START EXTRACT TO READ
P values were calculated by using the t test for continuous variables, χ2 tests for nominal variables, and the Mann-Whitney U test for ordinal variables.

Data are means ± standard errors of the mean.

One-third of the overall sample (121 of 360 [33.6%]) reported that they read at least one of the three specific CT screening studies for asymptomatic patients. We refer to this group of 121 radiologists as the “screener” group. More specifically, 96 (26.7%) of 360 read CACS screening, 69 (19.2%) of 360 read lung cancer screening, and 34 (9.4%) of 360 read whole-body screening studies. When divided into mutually exclusive screening practice groups, 6.9% (25 of 360) of the overall sample read CACS, lung, and whole-body screening studies, 7.2% (26 of 360) read CACS and lung screening studies, 1.1% (four of 360) read lung and whole-body screening studies, 1.1% (four of 360) read CACS and whole-body screening studies, 11.9% (43 of 360) read only CACS screening studies, 4.4% (16 of 360) read only lung screening studies, and 0.83% (three of 360) of the overall sample read only whole-body screening studies. In addition, 4.2% (15 of 360) of the overall sample reported reading virtual colonographic studies and 1.1% (four of 360) reported reading coronary CT angiographic studies, but these radiologists were included in the sample only if they also read CACS, lung, or whole-body screening CT studies.
END EXTRACT TO READ
START RAW DATA
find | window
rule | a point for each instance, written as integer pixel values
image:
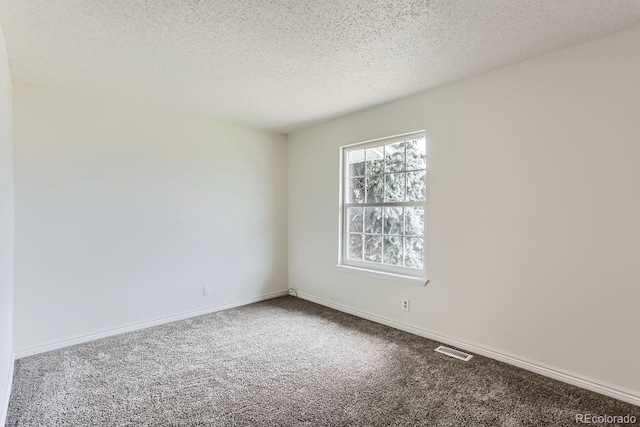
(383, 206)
END RAW DATA
START RAW DATA
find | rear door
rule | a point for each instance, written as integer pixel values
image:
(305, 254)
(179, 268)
END RAW DATA
== EXERCISE INSTRUCTIONS ==
1/ Reproduce the CT screening excerpt from "P values were" to "of the mean.".
2/ In the CT screening excerpt, how many of the 360 radiologists read lung cancer screening studies?
3/ Continue the CT screening excerpt from its last sentence.

== ANSWERS FOR THE EXERCISE ==
1/
P values were calculated by using the t test for continuous variables, χ2 tests for nominal variables, and the Mann-Whitney U test for ordinal variables.

Data are means ± standard errors of the mean.

2/ 69 of 360 (19.2%)

3/
Those who read any screening studies were significantly younger (48.5 vs 53.0 years, P < .001), were more likely to work in private practice (87.6% [106 of 121] vs 71.5% [168 of 235], P = .001) than academic or government practice, and spend more time at work reading diagnostic CT studies of the chest, abdomen, or pelvis than those who do not read screening studies (P = .001). Approximately one-third of those who read screening studies (34.5% [41 of 119]) said those examinations were marketed directly to consumers.

Radiologists’ Motivations

Radiologists who read any CT screening studies (n = 121) were asked to “circle all that apply” from a list of potential reasons why they read CT screening studies (Fig 1). Radiologists who read neither CACS, lung, nor body screening studies (n = 239) similarly were asked to “circle all that apply” of potential reasons for not reading CT screening studies (Fig 2).

Figure 1.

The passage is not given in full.